**Assignment**. Lines that include the string "white" are the ones to copy from the entries below.

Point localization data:
# # #

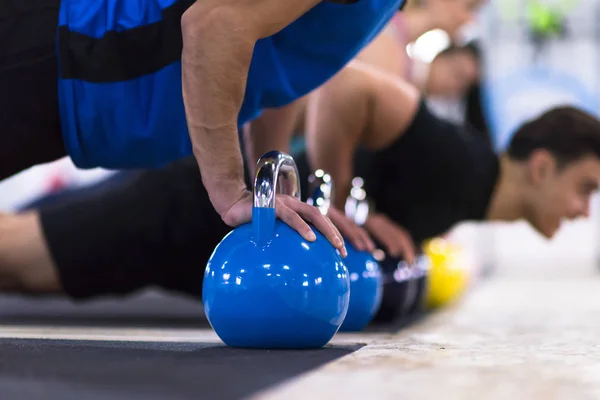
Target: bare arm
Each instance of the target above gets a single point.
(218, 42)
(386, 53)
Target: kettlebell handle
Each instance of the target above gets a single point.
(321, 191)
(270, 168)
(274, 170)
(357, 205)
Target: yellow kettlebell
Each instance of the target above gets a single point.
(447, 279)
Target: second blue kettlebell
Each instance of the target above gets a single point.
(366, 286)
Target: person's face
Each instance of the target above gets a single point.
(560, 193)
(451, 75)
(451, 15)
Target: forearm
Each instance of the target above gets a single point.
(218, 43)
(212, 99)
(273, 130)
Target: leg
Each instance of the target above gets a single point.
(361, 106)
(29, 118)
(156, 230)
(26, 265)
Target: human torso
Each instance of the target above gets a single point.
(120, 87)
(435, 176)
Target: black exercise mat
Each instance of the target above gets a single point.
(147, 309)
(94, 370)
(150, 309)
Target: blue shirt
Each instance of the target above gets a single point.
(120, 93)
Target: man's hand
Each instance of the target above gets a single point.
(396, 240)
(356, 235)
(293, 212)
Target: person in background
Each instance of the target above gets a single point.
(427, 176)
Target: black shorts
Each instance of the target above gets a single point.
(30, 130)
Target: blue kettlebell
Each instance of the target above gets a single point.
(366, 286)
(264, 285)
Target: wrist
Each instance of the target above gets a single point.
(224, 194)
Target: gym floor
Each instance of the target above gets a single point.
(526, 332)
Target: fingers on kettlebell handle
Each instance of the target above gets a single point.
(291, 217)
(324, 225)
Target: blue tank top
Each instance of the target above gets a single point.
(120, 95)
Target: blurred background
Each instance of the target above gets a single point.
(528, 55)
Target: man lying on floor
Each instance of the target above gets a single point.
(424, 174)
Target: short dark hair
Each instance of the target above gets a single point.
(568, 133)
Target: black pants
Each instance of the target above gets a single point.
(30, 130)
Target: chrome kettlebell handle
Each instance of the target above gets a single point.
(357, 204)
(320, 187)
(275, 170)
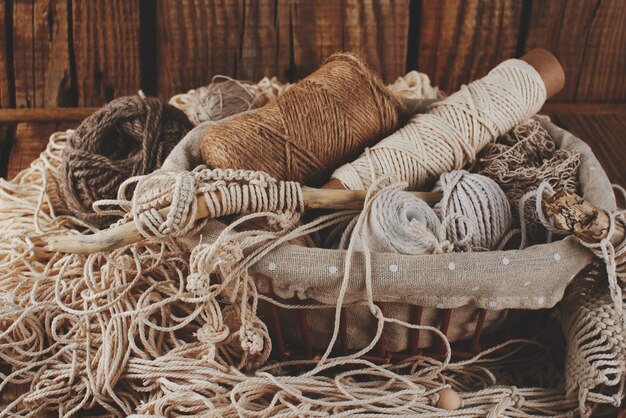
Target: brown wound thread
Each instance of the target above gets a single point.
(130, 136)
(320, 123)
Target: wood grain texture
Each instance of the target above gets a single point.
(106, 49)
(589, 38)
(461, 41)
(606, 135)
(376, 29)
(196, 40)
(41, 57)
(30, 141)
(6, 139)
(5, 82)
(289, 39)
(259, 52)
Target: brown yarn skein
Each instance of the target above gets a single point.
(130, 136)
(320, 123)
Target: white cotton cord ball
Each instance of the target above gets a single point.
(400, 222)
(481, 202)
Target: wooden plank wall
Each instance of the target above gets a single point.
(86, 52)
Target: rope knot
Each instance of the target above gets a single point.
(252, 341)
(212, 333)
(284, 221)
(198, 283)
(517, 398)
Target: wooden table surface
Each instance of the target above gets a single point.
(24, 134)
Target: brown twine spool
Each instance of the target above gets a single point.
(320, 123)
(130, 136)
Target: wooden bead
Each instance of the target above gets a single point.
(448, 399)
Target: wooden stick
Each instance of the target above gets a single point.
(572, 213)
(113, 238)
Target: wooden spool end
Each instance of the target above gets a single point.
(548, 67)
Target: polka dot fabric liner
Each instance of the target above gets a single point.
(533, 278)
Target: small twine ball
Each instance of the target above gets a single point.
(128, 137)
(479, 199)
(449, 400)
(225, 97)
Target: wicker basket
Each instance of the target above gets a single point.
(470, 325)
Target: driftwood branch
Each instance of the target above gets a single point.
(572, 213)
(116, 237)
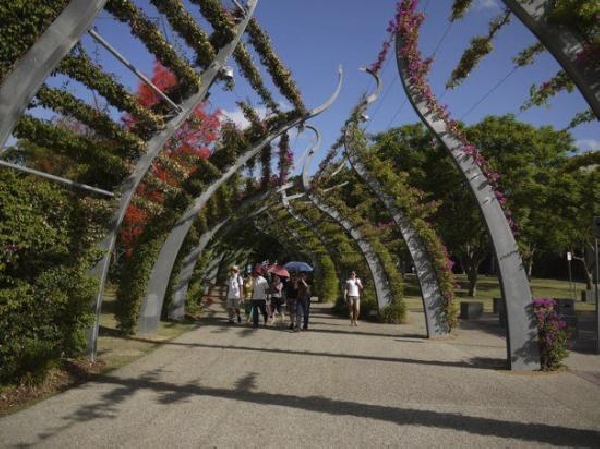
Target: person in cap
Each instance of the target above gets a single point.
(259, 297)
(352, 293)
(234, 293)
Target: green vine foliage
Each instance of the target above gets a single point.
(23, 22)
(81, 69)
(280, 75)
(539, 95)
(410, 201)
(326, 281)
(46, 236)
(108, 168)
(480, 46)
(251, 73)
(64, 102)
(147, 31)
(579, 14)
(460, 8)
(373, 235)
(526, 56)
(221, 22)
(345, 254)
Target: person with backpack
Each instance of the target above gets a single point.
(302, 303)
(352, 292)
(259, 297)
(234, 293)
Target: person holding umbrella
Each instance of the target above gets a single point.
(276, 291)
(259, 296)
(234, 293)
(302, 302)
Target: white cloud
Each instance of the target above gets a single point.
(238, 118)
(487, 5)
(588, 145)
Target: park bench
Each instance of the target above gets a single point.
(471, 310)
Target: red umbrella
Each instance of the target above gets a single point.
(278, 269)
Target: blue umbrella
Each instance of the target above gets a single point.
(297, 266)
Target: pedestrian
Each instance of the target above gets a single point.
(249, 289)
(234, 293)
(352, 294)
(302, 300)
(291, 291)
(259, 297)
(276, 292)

# # #

**Result**.
Target: white cotton cord ball
Target: white cloud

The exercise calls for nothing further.